Your task: The following entries should be restated word for word, pictures excluded.

.....

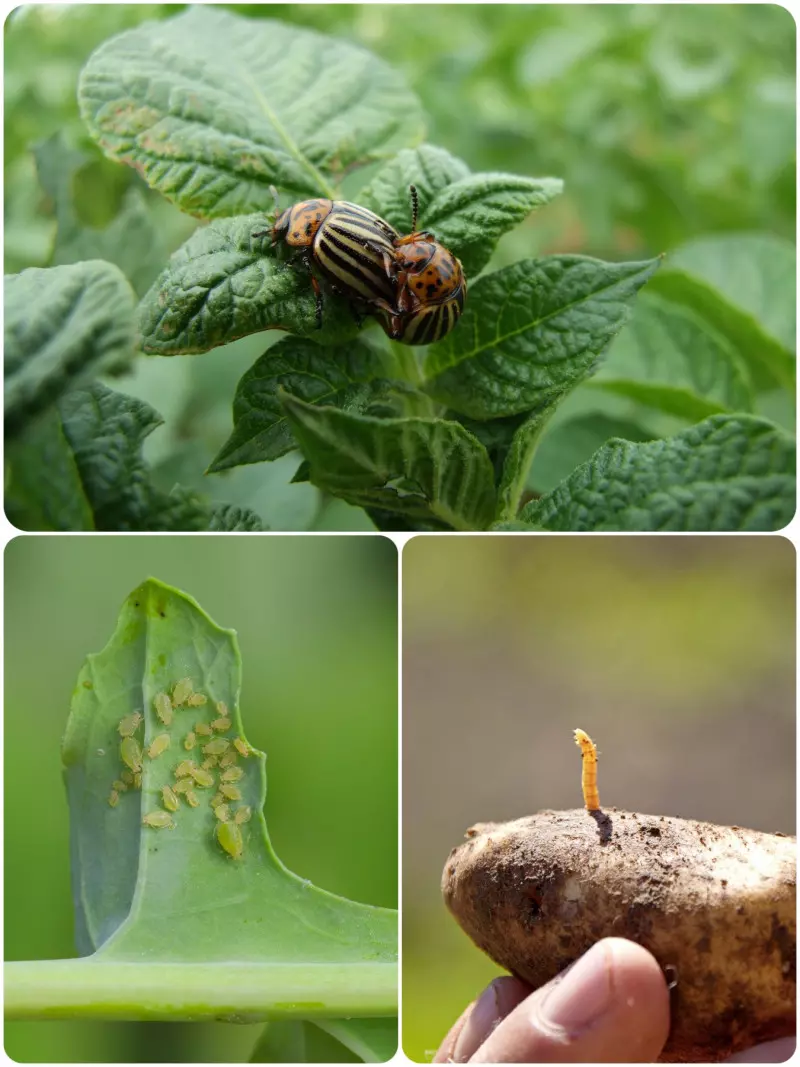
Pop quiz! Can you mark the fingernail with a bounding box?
[452,980,501,1062]
[537,942,614,1034]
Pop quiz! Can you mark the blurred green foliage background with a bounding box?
[402,536,795,1061]
[4,4,795,529]
[5,535,397,1062]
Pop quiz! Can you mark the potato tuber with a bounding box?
[442,808,795,1062]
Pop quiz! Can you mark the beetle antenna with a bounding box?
[409,184,419,231]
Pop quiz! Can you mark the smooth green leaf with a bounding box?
[521,414,796,532]
[669,233,795,354]
[281,395,497,530]
[649,234,796,392]
[5,410,95,531]
[137,215,359,355]
[252,1018,396,1063]
[78,8,425,215]
[314,1019,397,1062]
[4,261,136,440]
[592,292,754,420]
[33,132,168,298]
[424,256,660,419]
[209,338,392,472]
[61,578,396,1008]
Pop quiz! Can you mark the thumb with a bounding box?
[470,938,670,1063]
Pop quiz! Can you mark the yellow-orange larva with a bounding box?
[573,728,600,811]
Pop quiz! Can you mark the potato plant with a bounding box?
[4,579,397,1063]
[4,9,795,531]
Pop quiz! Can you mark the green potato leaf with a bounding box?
[424,256,660,420]
[209,337,394,473]
[281,395,497,531]
[78,7,425,216]
[359,146,563,277]
[137,215,360,355]
[592,292,754,420]
[5,261,136,440]
[6,383,264,532]
[649,233,796,393]
[520,414,796,532]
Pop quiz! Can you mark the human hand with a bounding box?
[435,938,670,1063]
[435,937,795,1063]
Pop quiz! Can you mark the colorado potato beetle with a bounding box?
[380,185,467,346]
[254,190,400,329]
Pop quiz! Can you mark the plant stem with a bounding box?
[5,959,396,1021]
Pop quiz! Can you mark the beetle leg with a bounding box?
[299,253,324,328]
[394,269,414,314]
[310,275,323,329]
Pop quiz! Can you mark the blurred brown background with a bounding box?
[402,536,795,1061]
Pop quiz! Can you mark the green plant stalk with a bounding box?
[392,341,423,388]
[497,415,554,522]
[5,959,396,1021]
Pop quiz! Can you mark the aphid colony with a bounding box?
[109,677,253,860]
[255,184,466,346]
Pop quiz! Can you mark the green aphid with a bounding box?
[201,757,218,772]
[203,738,230,757]
[147,733,171,760]
[184,732,196,751]
[120,736,143,774]
[234,806,252,825]
[219,751,237,768]
[220,783,242,801]
[173,777,193,795]
[154,691,173,726]
[215,803,231,823]
[210,792,226,809]
[195,722,213,737]
[187,692,207,707]
[174,760,196,778]
[233,737,250,757]
[133,772,142,790]
[221,766,244,783]
[216,820,243,860]
[118,712,143,737]
[121,770,134,785]
[143,810,174,829]
[211,717,232,733]
[216,701,229,717]
[112,779,128,792]
[161,785,180,812]
[186,790,200,808]
[108,789,119,808]
[190,766,214,788]
[172,677,194,706]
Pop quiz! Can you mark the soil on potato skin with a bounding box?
[442,808,796,1063]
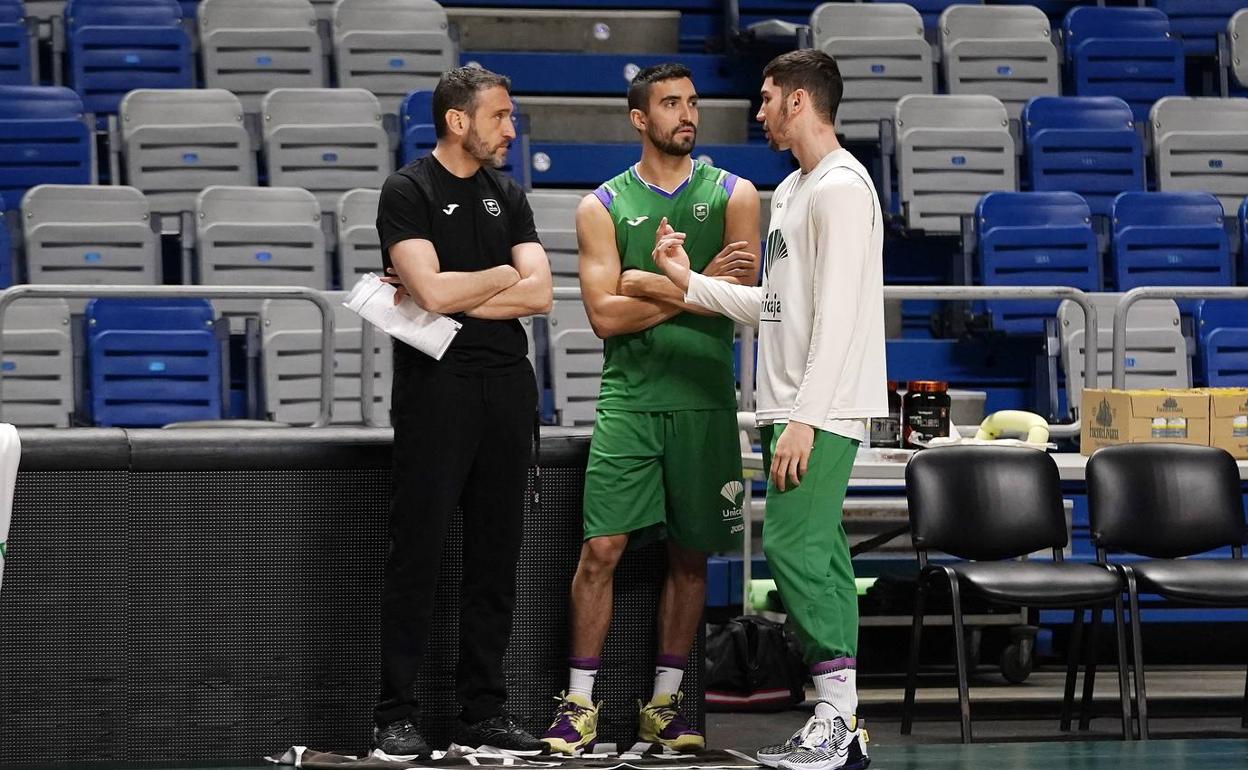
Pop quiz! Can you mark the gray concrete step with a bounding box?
[449,8,679,54]
[517,96,750,144]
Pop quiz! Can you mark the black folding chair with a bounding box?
[902,445,1133,742]
[1087,443,1248,739]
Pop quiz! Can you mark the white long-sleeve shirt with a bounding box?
[685,148,887,441]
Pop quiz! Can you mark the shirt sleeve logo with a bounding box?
[482,199,501,216]
[692,202,709,222]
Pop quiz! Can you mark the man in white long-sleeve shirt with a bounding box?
[653,49,885,770]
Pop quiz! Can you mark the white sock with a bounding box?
[813,668,857,717]
[569,666,597,700]
[651,666,684,701]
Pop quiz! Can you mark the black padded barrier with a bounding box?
[0,428,704,764]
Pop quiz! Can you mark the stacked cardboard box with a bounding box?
[1081,388,1248,458]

.....

Task answer:
Pop quiz! Can you mark the fingernail with a bounding box?
[452,980,501,1062]
[537,942,614,1034]
Pop quiz! Can you mark the blurred green foliage background with a bounding box?
[402,536,795,1061]
[4,4,795,529]
[5,535,397,1062]
Pop quiz! Can you mark the potato tuber with a bounding box?
[442,808,795,1062]
Pop quiz! Can you mark the beetle antenna with a bounding box?
[409,184,419,231]
Pop quiz! Can you mark the smooth green leaf with a bounding box?
[521,414,796,532]
[669,233,795,354]
[281,395,497,530]
[649,234,796,392]
[5,410,95,531]
[137,215,359,355]
[252,1018,396,1063]
[78,8,425,215]
[314,1019,397,1062]
[4,261,136,440]
[592,292,754,420]
[33,132,168,298]
[424,256,660,419]
[209,338,392,472]
[61,578,396,1008]
Pop quiz! Can you mark the thumb with a bounding box?
[470,938,670,1063]
Pop quiz! Can you mark the yellow-orange larva with a bounding box?
[573,728,600,811]
Pop quiz! Can you mark the potato plant with a bounding box?
[4,579,397,1063]
[4,9,795,531]
Pop quiz! Can you mark the green potato leaf with a bounding box?
[424,256,660,420]
[209,337,394,473]
[281,395,497,531]
[78,7,425,216]
[359,146,563,277]
[137,215,360,355]
[592,292,754,420]
[5,261,136,440]
[6,383,264,532]
[649,233,796,393]
[520,414,796,532]
Pop quiz! Can you mark the human hand with a bounding box?
[435,938,670,1063]
[435,937,795,1063]
Pop quiz! Can you mark the colorado potato beetle with a bounding box?
[380,185,467,346]
[254,190,400,329]
Pop quiz! Can you mark the plant stem with a bounding box?
[5,959,396,1021]
Pop quiz! Can you mark the beetle leg with a bounding box?
[299,253,324,328]
[394,269,414,314]
[310,275,323,329]
Pop quiz! Can you mark the blurred brown background with a bounding box?
[402,536,795,1061]
Pop quiz! Can you mark the green plant stalk with a bounding box?
[392,341,423,388]
[497,415,554,522]
[5,959,396,1021]
Pop quiz! Can you mark the aphid colony with a bounding box?
[109,677,253,860]
[255,184,466,346]
Pop quiz! Can you mark the green aphid with a bounding box?
[201,757,218,772]
[203,738,230,757]
[147,733,171,760]
[184,732,196,751]
[120,736,143,774]
[234,806,252,825]
[219,751,237,768]
[220,783,242,801]
[173,777,193,795]
[154,691,173,726]
[215,803,231,823]
[210,792,226,809]
[195,722,213,737]
[187,692,207,707]
[174,760,196,778]
[233,737,250,757]
[133,772,142,790]
[221,766,244,783]
[216,820,243,860]
[118,712,143,737]
[121,770,134,785]
[143,810,174,829]
[211,717,232,733]
[216,701,229,717]
[112,779,128,792]
[161,785,180,812]
[186,790,200,808]
[108,789,119,808]
[190,766,214,788]
[172,677,194,706]
Pop quiz! Can you mark the soil on potato skin with a bounding box?
[442,808,796,1063]
Pop quiz! Can you mark the gray concrete step with a bounding box?
[449,8,679,54]
[517,96,750,144]
Pop quiz! Can you mark the black folding chair with a bounding box?
[902,445,1133,742]
[1087,443,1248,739]
Pop quiz! Can you mark the white long-sleeve shirt with a bounding box?
[685,148,887,441]
Pop quiz! Can you mark the shirt sleeve logo with a bounding box?
[482,199,501,216]
[692,202,709,222]
Pop quiz! Can you mark the man in white long-sleeve shirt with a bounding box?
[653,49,885,770]
Pop quiz! Can you mark the white sock with a bounding box?
[813,668,857,717]
[569,666,597,700]
[651,666,684,701]
Pop quiz! Can you mark the black padded barrier with a bounding box?
[0,428,704,764]
Pop quiz! Can you mark the stacked cardboard box with a bounding box?
[1081,388,1248,458]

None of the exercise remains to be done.